* _REQUIRED WORK_:
I'd like the records transcribed exactly, leaving the images out.
─── DATA EXCERPTS
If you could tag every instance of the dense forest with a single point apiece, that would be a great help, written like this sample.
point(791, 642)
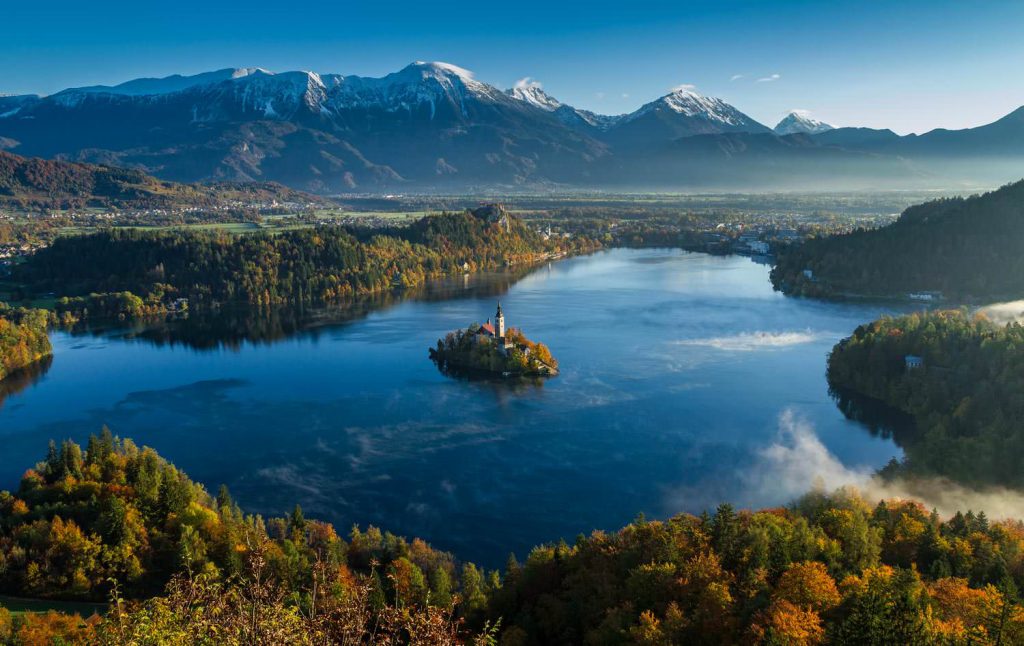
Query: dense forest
point(301, 266)
point(965, 397)
point(23, 338)
point(466, 350)
point(964, 248)
point(183, 566)
point(34, 183)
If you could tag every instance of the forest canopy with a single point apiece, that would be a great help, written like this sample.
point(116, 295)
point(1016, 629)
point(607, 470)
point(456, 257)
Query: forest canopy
point(964, 248)
point(23, 339)
point(315, 265)
point(961, 379)
point(181, 565)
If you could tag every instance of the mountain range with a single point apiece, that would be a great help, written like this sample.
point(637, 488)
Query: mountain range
point(434, 126)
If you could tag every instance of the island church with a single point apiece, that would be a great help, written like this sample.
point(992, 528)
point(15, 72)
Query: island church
point(495, 331)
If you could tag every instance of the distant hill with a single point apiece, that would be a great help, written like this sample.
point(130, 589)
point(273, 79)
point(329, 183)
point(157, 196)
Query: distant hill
point(434, 126)
point(45, 183)
point(965, 248)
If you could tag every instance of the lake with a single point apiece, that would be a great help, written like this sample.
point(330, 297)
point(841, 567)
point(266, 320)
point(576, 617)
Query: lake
point(685, 381)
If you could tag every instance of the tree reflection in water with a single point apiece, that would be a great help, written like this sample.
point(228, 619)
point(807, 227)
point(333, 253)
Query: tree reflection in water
point(28, 376)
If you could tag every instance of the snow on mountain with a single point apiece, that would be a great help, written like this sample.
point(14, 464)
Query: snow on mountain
point(687, 101)
point(531, 92)
point(800, 122)
point(420, 84)
point(167, 85)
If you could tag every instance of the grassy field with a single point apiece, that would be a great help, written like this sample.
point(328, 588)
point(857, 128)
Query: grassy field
point(17, 605)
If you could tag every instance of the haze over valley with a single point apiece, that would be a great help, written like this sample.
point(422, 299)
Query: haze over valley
point(435, 126)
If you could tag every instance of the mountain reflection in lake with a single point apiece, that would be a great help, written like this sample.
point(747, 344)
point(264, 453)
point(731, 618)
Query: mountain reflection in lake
point(675, 370)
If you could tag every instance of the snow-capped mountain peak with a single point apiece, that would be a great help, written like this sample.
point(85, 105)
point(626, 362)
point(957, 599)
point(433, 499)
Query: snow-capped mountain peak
point(530, 91)
point(801, 122)
point(686, 100)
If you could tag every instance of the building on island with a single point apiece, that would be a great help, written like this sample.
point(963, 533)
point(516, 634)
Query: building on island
point(495, 331)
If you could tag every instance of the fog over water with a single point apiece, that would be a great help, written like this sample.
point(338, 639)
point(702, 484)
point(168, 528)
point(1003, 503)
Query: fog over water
point(685, 381)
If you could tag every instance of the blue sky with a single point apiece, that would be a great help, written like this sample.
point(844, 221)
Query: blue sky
point(910, 68)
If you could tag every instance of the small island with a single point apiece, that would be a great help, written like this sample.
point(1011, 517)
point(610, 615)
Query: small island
point(491, 348)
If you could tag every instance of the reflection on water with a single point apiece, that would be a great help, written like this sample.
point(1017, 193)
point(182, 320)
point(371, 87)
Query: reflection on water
point(879, 418)
point(231, 327)
point(674, 371)
point(22, 379)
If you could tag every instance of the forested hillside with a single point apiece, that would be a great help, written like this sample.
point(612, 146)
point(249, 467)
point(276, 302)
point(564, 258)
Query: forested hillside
point(23, 339)
point(309, 265)
point(965, 397)
point(43, 183)
point(965, 248)
point(838, 569)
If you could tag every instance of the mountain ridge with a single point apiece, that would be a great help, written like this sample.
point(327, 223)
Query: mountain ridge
point(433, 125)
──────
* _SOLUTION FOR THIS TASK_:
If you could tag every instance of the dense forest with a single point apiece, that would be a great help, written like this sample.
point(791, 642)
Query: dense forest
point(301, 266)
point(965, 397)
point(23, 338)
point(466, 350)
point(964, 248)
point(183, 566)
point(34, 183)
If you could tag every instance of the forest canopy with a single point apiece, that would be a great help, written like this sample.
point(116, 295)
point(1016, 629)
point(607, 470)
point(456, 257)
Query: forest canopy
point(964, 248)
point(23, 339)
point(315, 265)
point(961, 379)
point(181, 565)
If you could tag every instance of the mountain range with a single point apiece, that would be a great help, written like this sample.
point(637, 488)
Query: mountain range
point(434, 126)
If you could tag every instance of the island church with a single point apiece, that would be a great help, written like this sample.
point(992, 528)
point(15, 72)
Query: island church
point(495, 331)
If you could tag every instance of the distant hill with a single point apiece, that would be a great help, written like this sample.
point(130, 589)
point(273, 79)
point(329, 183)
point(157, 196)
Query: distant hill
point(434, 126)
point(45, 183)
point(965, 248)
If you could tag every instance of the lake with a single point apiece, that would be a great help, written like this sample.
point(330, 297)
point(841, 567)
point(266, 320)
point(576, 617)
Query: lake
point(685, 381)
If you could tag every instance of the tree reflection in water with a single point apiece, that would be a great help, written like this sample.
point(228, 619)
point(807, 227)
point(333, 253)
Query: tree reflection in water
point(28, 376)
If you could tag every instance of the snow on mountain with a single point apiece, that would be a great help, written like this sample.
point(14, 464)
Query: snow on mountain
point(687, 101)
point(531, 92)
point(800, 122)
point(420, 84)
point(167, 85)
If you could tag every instance of the grassy field with a single point apiece, that would be a great help, written like this sample.
point(328, 588)
point(857, 128)
Query: grassy field
point(17, 605)
If you could tag every instance of the haze over valley with a single point apiece, that would be a great help, written like this sample.
point(422, 299)
Query: haze over valley
point(435, 126)
If you could tag every instance of the mountain reflection in lake with a single point apiece, that would be a great help, written like this sample.
point(747, 344)
point(264, 453)
point(731, 618)
Query: mountain reflection in lake
point(675, 370)
If you could tag every instance of the snow-capped mountain peak with a single point apiece, that would be a great help, written like this sample.
point(85, 105)
point(626, 362)
point(957, 599)
point(433, 499)
Query: snow-capped mountain peak
point(530, 91)
point(801, 122)
point(686, 100)
If you could tag every instance of the building on island with a single point apiece, that would be a great help, written like this sample.
point(963, 533)
point(516, 634)
Query: building on island
point(495, 331)
If you could tag every instance of the fog over water with a single point apiece, that would be a great help, written like this sample.
point(338, 639)
point(702, 484)
point(168, 528)
point(1003, 503)
Query: fog over water
point(685, 381)
If you could tag every instance of the blue sky with a single point apiece, that would be a great help, written like this sample.
point(844, 221)
Query: blue sky
point(910, 68)
If you could tag every instance of the small island with a single point apiece, that would be a great help, written like this sample.
point(1011, 517)
point(610, 615)
Query: small island
point(491, 348)
If you could tag every instance of the reflection on water with a single point apiece, that would be a great help, written like this sample.
point(1017, 193)
point(182, 320)
point(371, 87)
Query: reflection on water
point(879, 418)
point(231, 327)
point(674, 371)
point(22, 379)
If you could tag every instance of the forested hillside with a single point apiece, that would be a great help, written like this sample.
point(612, 146)
point(249, 467)
point(276, 302)
point(564, 258)
Query: forested hillside
point(23, 339)
point(309, 265)
point(965, 397)
point(43, 183)
point(965, 248)
point(838, 569)
If you could tag every instance of the mountain ridge with a single point apiece, that would be a great help, written like this sample.
point(327, 223)
Query: mountain ridge
point(433, 125)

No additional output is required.